▶ [Document excerpt]:
***

Long-Term Care Survey Alert

Quality of Care:

Inject These 3 Key Approaches Into Your Medication Review

Find out how these common drugs can trigger the prescribing cascade.

Sidestepping unnecessary medications not only protects residents from adverse drug reactions -- it lowers costs and helps you F329-proof your facility. When you reduce inappropriate polypharmacy, you begin to see less trouble with falls, hospitalizations, and excess mortality, said Daniel Bluestein, MS, MD, CMD, in a presentation at the March 2010 American Medical Directors Association meeting.

Strategy No. 1: Start with an accurate medication list. If you don't, "you're starting down the wrong road," stressed Thomas Lynch, PharmD, a co-presenter in the AMDA talk. Just by taking this first step, "you can catch more errors and decrease more drugs..."

Go to the source: Actually review with the patient or his family what medications the person is taking, advised Lynch. "It's amazing how many mistakes you'll find just by doing that and looking at the labels" on the patient's pill bottles.

Strategy No. 2: Identify whether each medication on the list has a clear and appropriate indication.

That's especially important to do after the patient's discharge from the hospital, Lynch emphasized. Find out if the physician ordered a medication for a short-term trial or for chronic therapy. For example, Lynch observed that "just about everyone in the hospital gets a proton pump inhibitor (PPI)." So if the patient is taking a PPI, find out when he first started doing so.

Preempt this: Suppose a patient who didn't have gastroesophageal reflux disease (GERD) started taking a PPI for prophylaxis in the hospital. Even people who don't have GERD who stay on the drug for a while will develop rebound GERD when you try to stop the medication, Lynch cautioned.

Danger: Also keep in mind that some PPIs and Plavix (an antiplatelet agent) may be a dangerous combination. Plavix (clopidogrel) is a "prodrug" that has to be metabolized by the CYP2C19 enzyme to become active, Lynch explained. And an important study that came out last year showed people with acute coronary syndrome taking Plavix with a PPI (primarily Prilosec) showed a "huge jump" in the number of hospital readmissions or deaths, Lynch noted. One out of 11 patients on this combination of medications was unnecessarily readmitted to the hospital or died.

"The theory, which is still pretty controversial," is that most, but not all PPIs block CYP2C19, increasing the risk of thrombosis, Lynch said.

***

▶ [Material provided]:
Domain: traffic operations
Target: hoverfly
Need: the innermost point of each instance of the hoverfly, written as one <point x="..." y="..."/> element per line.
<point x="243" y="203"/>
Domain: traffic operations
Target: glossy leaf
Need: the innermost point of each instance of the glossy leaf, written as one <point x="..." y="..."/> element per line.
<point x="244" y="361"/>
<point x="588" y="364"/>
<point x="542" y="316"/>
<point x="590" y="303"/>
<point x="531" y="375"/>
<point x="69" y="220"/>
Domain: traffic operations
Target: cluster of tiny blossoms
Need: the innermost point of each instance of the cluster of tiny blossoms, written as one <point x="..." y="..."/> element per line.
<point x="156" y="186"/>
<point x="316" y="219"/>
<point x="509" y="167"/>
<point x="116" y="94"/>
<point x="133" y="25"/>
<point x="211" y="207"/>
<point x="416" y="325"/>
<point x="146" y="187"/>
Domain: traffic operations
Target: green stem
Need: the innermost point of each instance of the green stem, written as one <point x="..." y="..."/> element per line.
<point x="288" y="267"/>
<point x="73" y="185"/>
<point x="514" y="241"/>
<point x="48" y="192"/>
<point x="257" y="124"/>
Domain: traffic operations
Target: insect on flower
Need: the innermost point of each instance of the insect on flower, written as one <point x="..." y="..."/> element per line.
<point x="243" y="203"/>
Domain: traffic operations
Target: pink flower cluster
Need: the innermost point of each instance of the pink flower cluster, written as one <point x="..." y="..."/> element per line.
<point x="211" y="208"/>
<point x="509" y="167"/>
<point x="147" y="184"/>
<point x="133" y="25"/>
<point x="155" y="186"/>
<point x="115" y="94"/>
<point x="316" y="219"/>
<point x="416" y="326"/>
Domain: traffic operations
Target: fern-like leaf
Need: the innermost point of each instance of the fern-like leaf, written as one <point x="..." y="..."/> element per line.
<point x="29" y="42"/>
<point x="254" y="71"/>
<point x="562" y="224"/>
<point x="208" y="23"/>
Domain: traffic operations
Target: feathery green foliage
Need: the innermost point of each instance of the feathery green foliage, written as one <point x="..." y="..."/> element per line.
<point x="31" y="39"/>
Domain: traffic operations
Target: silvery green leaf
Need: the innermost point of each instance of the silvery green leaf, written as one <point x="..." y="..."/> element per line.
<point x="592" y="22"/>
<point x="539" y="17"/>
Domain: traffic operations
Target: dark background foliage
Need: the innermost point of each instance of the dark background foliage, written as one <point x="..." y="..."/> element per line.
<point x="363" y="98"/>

***

▶ [Task set]:
A. In the medication review article, copy everything from "Go to the source: Actually" down to "and appropriate indication.", substituting "medicine containers" for "pill bottles".
B. Answer these questions using the medication review article.
(i) At what event did Daniel Bluestein give his presentation?
(ii) Which enzyme must metabolize Plavix for it to become active?
(iii) How many patients taking Plavix with a PPI were unnecessarily readmitted to the hospital or died?
C. Continue the medication review article from its final sentence.
The data has no connection to the medication review article.

▶ [Answers for each item]:
A.
Go to the source: Actually review with the patient or his family what medications the person is taking, advised Lynch. "It's amazing how many mistakes you'll find just by doing that and looking at the labels" on the patient's medicine containers.

Strategy No. 2: Identify whether each medication on the list has a clear and appropriate indication.

B.
(i) The March 2010 American Medical Directors Association meeting.
(ii) The CYP2C19 enzyme.
(iii) One out of 11.

C.
Also: As part of your medication reviews, take a close look at the medical necessity for antidepressants. Lynch pointed out that a number of papers looking at clinical trial information show that people with mildto-moderate depression responded no differently to antidepressants than to placebos. The antidepressant drugs are shown "only to be really effective for severe depression," he said.

Yet if an elderly person seems a little depressed in the hospital, "it's not unusual at all for the psych team" to put the person on an antidepressant, such as Lexapro, Lynch relayed. So try to determine if the person is on an antidepressant as the result of a quick decision, he advised -- or does he have a chronic depression that has responded to that particular antidepressant?

Strategy No. 3: Stay off the prescribing cascade. This occurs when a clinician unwittingly prescribes medications to treat what are really drug-related symptoms, said Lynch and Bluestein. Be on the lookout for these common examples:

Nonsteroidal anti-inflammatory agents. NSAIDs (other than low-dose aspirin) can exacerbate hypertension or heart failure, cautioned Lynch. You can actually precipitate these conditions in individuals who are "right on the edge" for developing them. Yet, if you don't recognize that the NSAIDs are the culprit, then you might start the patient on medications for heart failure or hypertension. For example, Lynch said, a lady may have hurt her shoulder trying to help her spouse out of bed. Her blood pressure is 170/95. "But if you find out she's been taking Aleve twice a day for the last two weeks, you can just stop the Aleve. You'd be surprised how that can cause a pretty significant reduction in blood pressure."

Thiazide diuretics. These can increase uric acid levels and the risk of developing gout. If that happens, the person may get treatment for gout rather than just reducing or stopping the thiazide diuretic, Lynch cautioned.

Anticholinergics and cholinesterase inhibitors. A person can develop urinary incontinence from cholinesterase inhibitors given for dementia, Lynch observed. To counteract the incontinence, the physician then orders an anticholinergic medication, which counteracts the cholinesterase inhibitor. So the person ends up on Namenda (memantine) because his cognition seems to be getting worse. "That's a very real scenario" if the physician doesn't recognize what's going on, Lynch noted.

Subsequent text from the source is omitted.